→ GIVEN TASK
Repeat every row below word for word, keeping each line unchanged.

Dataset rows
★ ★ ★ ★ ★

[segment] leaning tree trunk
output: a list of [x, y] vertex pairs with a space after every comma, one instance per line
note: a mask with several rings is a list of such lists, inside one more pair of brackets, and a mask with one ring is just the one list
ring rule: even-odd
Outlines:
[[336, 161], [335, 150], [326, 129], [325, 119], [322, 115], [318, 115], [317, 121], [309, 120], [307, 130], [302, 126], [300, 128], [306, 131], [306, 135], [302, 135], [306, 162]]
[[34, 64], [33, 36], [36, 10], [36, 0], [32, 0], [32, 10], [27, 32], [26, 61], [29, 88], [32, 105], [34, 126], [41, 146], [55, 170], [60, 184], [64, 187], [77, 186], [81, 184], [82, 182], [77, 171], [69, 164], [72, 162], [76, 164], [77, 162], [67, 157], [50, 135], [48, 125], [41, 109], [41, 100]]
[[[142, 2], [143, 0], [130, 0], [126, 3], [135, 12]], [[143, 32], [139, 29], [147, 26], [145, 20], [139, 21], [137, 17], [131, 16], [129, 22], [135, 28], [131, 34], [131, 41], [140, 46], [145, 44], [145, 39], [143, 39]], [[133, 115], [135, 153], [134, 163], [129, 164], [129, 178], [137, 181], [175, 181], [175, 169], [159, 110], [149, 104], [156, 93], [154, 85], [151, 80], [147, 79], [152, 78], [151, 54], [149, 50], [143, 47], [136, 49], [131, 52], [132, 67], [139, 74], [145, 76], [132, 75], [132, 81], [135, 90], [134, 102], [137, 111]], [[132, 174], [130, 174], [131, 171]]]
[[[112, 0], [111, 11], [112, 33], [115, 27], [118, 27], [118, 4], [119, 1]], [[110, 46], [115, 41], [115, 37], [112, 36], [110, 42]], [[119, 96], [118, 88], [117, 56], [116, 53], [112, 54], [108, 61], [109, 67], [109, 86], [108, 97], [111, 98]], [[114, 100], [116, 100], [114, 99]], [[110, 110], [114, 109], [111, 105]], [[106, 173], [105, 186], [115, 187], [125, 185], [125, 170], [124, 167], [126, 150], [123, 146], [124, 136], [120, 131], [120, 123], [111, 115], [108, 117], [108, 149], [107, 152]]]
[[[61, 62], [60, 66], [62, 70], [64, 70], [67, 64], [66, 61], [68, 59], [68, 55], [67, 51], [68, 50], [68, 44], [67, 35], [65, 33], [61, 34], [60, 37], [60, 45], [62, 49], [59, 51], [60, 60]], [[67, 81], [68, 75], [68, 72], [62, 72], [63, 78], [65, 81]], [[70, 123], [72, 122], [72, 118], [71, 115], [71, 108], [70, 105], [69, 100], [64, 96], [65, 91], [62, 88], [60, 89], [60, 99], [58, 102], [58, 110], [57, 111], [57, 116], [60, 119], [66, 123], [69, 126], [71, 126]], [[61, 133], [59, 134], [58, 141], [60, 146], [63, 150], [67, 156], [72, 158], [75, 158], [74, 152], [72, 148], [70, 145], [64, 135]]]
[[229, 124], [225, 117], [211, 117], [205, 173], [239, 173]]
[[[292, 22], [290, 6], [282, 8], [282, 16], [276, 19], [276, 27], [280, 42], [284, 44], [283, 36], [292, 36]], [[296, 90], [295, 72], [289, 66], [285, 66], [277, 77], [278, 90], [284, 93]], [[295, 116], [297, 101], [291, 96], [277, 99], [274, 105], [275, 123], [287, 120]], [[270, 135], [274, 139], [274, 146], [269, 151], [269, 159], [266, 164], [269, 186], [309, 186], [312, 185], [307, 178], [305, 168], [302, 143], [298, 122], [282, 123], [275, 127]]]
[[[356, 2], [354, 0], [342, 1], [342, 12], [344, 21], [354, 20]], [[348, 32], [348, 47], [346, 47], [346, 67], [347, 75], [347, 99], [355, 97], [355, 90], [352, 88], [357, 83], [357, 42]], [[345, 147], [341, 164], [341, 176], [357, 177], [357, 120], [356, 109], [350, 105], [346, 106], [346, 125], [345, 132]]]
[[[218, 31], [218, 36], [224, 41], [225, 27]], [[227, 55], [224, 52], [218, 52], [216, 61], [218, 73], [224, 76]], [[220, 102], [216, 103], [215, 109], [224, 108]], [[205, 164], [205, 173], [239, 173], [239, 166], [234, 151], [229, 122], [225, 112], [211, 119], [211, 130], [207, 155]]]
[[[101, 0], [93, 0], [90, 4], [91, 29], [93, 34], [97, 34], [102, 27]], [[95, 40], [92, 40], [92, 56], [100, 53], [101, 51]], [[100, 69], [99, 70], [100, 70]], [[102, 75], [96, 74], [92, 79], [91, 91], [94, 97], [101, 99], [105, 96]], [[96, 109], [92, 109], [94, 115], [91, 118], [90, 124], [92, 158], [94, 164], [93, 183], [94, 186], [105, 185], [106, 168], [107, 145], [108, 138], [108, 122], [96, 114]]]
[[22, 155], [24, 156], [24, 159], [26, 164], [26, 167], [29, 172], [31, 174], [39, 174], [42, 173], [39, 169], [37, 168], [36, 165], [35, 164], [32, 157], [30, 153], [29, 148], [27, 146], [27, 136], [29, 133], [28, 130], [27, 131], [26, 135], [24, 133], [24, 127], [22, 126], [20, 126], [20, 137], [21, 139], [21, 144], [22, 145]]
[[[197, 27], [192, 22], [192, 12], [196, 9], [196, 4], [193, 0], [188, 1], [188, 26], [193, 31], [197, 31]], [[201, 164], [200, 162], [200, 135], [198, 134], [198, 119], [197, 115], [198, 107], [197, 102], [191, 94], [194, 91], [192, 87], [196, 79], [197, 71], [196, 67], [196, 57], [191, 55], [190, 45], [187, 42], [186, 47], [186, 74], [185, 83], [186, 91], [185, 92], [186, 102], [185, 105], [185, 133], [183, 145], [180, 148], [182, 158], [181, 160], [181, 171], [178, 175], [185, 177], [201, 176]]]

★ ★ ★ ★ ★

→ SOLVED PROBLEM
[segment] leaning tree trunk
output: a list of [x, y] vertex pairs with a space after every comma, one instance per line
note: a mask with several rings is a list of such lists, inside one more pair of brackets, and a mask with one ring is just the one list
ring rule: even-odd
Outlines:
[[336, 161], [335, 150], [326, 129], [325, 119], [322, 115], [318, 115], [317, 121], [309, 120], [307, 130], [302, 126], [300, 128], [306, 131], [306, 135], [302, 135], [306, 162]]
[[34, 64], [33, 36], [36, 10], [36, 0], [32, 0], [32, 10], [27, 32], [26, 61], [29, 88], [32, 105], [34, 126], [41, 146], [55, 170], [60, 184], [64, 187], [77, 186], [81, 184], [82, 182], [77, 171], [69, 164], [72, 162], [76, 164], [77, 162], [67, 157], [50, 135], [48, 125], [41, 109], [41, 100]]
[[[142, 2], [143, 0], [130, 0], [126, 3], [135, 12]], [[143, 32], [139, 29], [147, 26], [145, 20], [139, 21], [137, 17], [131, 16], [129, 22], [135, 28], [131, 34], [131, 41], [140, 46], [145, 44], [145, 39], [143, 39]], [[133, 115], [135, 153], [134, 163], [129, 164], [129, 178], [137, 181], [175, 181], [175, 169], [159, 110], [149, 104], [156, 93], [154, 85], [151, 80], [147, 79], [152, 78], [151, 54], [149, 50], [143, 47], [136, 49], [131, 52], [132, 67], [139, 74], [145, 76], [132, 75], [132, 81], [135, 90], [134, 102], [137, 111]], [[132, 174], [130, 174], [131, 171]]]
[[[112, 0], [111, 11], [112, 33], [115, 27], [118, 27], [118, 4], [119, 1]], [[110, 46], [115, 41], [115, 37], [112, 36], [110, 42]], [[119, 96], [118, 88], [117, 56], [116, 53], [112, 54], [108, 61], [109, 67], [109, 86], [108, 97], [111, 98]], [[114, 100], [116, 100], [114, 99]], [[110, 110], [114, 109], [111, 105]], [[106, 173], [105, 186], [115, 187], [125, 185], [125, 170], [124, 167], [126, 150], [123, 146], [124, 136], [120, 131], [120, 123], [111, 115], [108, 117], [108, 149], [107, 152]]]
[[[61, 62], [60, 66], [62, 70], [64, 70], [67, 64], [66, 61], [68, 59], [68, 55], [67, 51], [68, 50], [68, 44], [67, 35], [65, 33], [61, 34], [60, 37], [60, 45], [62, 49], [59, 51], [60, 60]], [[67, 81], [68, 75], [68, 72], [62, 72], [63, 78], [65, 81]], [[70, 123], [72, 122], [72, 118], [71, 115], [71, 108], [70, 105], [69, 100], [64, 96], [65, 91], [62, 88], [60, 89], [60, 99], [58, 102], [58, 110], [57, 111], [57, 116], [60, 119], [66, 123], [69, 126], [71, 126]], [[61, 133], [59, 134], [58, 141], [60, 146], [63, 150], [67, 156], [72, 158], [75, 158], [74, 152], [72, 148], [70, 145], [64, 135]]]
[[229, 124], [225, 117], [211, 117], [205, 173], [239, 173]]
[[[292, 22], [290, 6], [282, 8], [282, 16], [276, 19], [276, 27], [280, 42], [284, 44], [283, 36], [292, 36]], [[296, 90], [295, 72], [289, 66], [285, 66], [277, 77], [278, 90], [284, 93]], [[295, 116], [297, 101], [291, 96], [277, 99], [274, 105], [275, 123], [287, 120]], [[270, 135], [274, 139], [274, 146], [269, 151], [269, 159], [266, 164], [269, 186], [309, 186], [312, 185], [307, 178], [305, 168], [302, 143], [298, 122], [282, 123], [275, 127]]]
[[[356, 2], [354, 0], [342, 1], [342, 12], [344, 21], [354, 20]], [[348, 32], [348, 47], [346, 47], [346, 67], [347, 75], [347, 99], [355, 97], [355, 90], [352, 88], [357, 83], [357, 42]], [[345, 147], [341, 164], [341, 176], [357, 177], [357, 120], [356, 109], [350, 105], [346, 106], [346, 125], [345, 132]]]
[[[218, 31], [218, 36], [224, 41], [225, 27]], [[227, 55], [224, 52], [218, 52], [216, 61], [218, 73], [224, 76]], [[220, 102], [216, 103], [215, 109], [224, 108]], [[205, 164], [205, 173], [239, 173], [239, 166], [234, 151], [229, 122], [225, 112], [211, 119], [211, 130], [207, 155]]]
[[[101, 0], [93, 0], [90, 4], [91, 29], [93, 34], [97, 34], [102, 27]], [[95, 40], [92, 40], [92, 56], [100, 53], [101, 51]], [[100, 69], [99, 70], [100, 70]], [[102, 75], [96, 74], [92, 79], [91, 91], [94, 97], [101, 99], [105, 96]], [[96, 109], [92, 109], [94, 115], [91, 118], [90, 124], [92, 158], [94, 164], [93, 183], [94, 186], [105, 185], [106, 168], [107, 145], [108, 138], [108, 122], [96, 114]]]
[[22, 155], [24, 156], [24, 159], [26, 164], [26, 167], [29, 172], [31, 174], [39, 174], [42, 173], [39, 169], [37, 168], [36, 165], [35, 164], [32, 157], [30, 153], [29, 148], [27, 146], [27, 136], [29, 133], [28, 130], [27, 131], [26, 135], [24, 133], [24, 127], [22, 126], [20, 126], [20, 137], [21, 139], [21, 144], [22, 145]]
[[[197, 27], [192, 22], [192, 12], [196, 9], [196, 4], [193, 0], [188, 1], [188, 26], [193, 31], [197, 31]], [[201, 164], [200, 162], [200, 135], [198, 134], [198, 119], [197, 115], [198, 107], [197, 102], [191, 94], [194, 91], [192, 87], [196, 79], [197, 71], [196, 67], [196, 57], [191, 55], [190, 45], [187, 42], [186, 47], [186, 74], [185, 83], [186, 91], [185, 92], [186, 102], [185, 105], [185, 133], [183, 145], [180, 148], [182, 158], [181, 160], [181, 171], [178, 175], [185, 177], [201, 176]]]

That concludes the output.